> _EXERCISE TASK_: Reproduce every line of the material below, requests included, after scaling each bounding-box coordinate in the answers by 2.55 and rounding to the nearest whole number, with halves rounded up. Omit the pictures from the output.

> _DATASET EXCERPTS_:
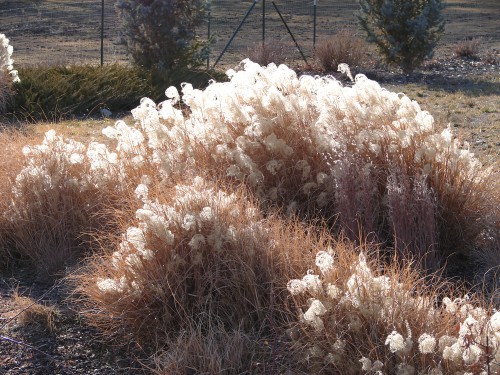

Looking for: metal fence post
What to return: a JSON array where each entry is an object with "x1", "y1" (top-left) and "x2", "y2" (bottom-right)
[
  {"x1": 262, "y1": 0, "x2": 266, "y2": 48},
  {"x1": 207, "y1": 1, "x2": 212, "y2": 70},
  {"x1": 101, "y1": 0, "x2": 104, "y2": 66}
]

> _RESULT FOR THIS EXERCISE_:
Looking for: metal fence post
What to return: a JSON array where each entry is an object with "x1", "y1" (top-left) and "x2", "y2" (bottom-right)
[
  {"x1": 668, "y1": 0, "x2": 678, "y2": 122},
  {"x1": 528, "y1": 3, "x2": 541, "y2": 179},
  {"x1": 258, "y1": 0, "x2": 265, "y2": 168}
]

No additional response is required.